=== VORGEGEBENER TEXT ===

Mein Structured-News-Experiment erhält eine Förderung durch den Google-DNI-Innovationsfonds

17. November 2016 – Freudestrahlend darf ich verkünden, dass mein Projektvorschlag tatsächlich für die zweite Runde der Digital News Initiative (DNI) ausgewählt wurde. Für alle Interessierten teile ich vorab den ersten Teil meiner Bewerbung.

Project title: Structured News: Atomizing the news into a browsable knowledge base for structured journalism

Brief overview:

Structured news are exploring a new space in news presentation and consumption.

It promotes that all news events be broken down into their component pieces and organized into a coherent repository. As tiny, contextualized bits of information these news "atoms" and "particles" will be findable, investigable and recombinable as individual units.

This in turn makes personal media feasible where a story can be customized for each reader, depending on her device, time budget and information needs, effectively being an answer to the unbundling of news.

For the news ecosystem as a whole, structured data could become a new building block enabling a Lego-like flexibility in the newsroom.

Project description:

This proposal takes much inspiration from the Living Stories project, led by Google, the New York Times and the Washington Post, and builds upon their approach to structured journalism.

A living story can be thought of as a continuously updated news resource that is capable to react to multifaceted story development given varying information preferences. This is made possible by treating journalistic content as structured data and structured data as journalistic content.

===

■ **AUFGABENSTELLUNG**:
Beantworte die folgenden Fragen zum Text über das Structured-News-Projekt, jede Antwort in einer eigenen Zeile und genauso nummeriert.
1. An welchem Datum wurde die Auswahl des Projektvorschlags verkündet?
2. Für welche Runde der Digital News Initiative wurde der Vorschlag ausgewählt?
3. Welche drei Beteiligten leiteten das Living-Stories-Projekt?

=== ERFASSTE DATEN ===

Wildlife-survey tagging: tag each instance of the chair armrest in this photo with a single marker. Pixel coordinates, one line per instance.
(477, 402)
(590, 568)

===

■ **RICHTIGE LÖSUNG**:
1. Am 17. November 2016.
2. Für die zweite Runde.
3. Google, die New York Times und die Washington Post.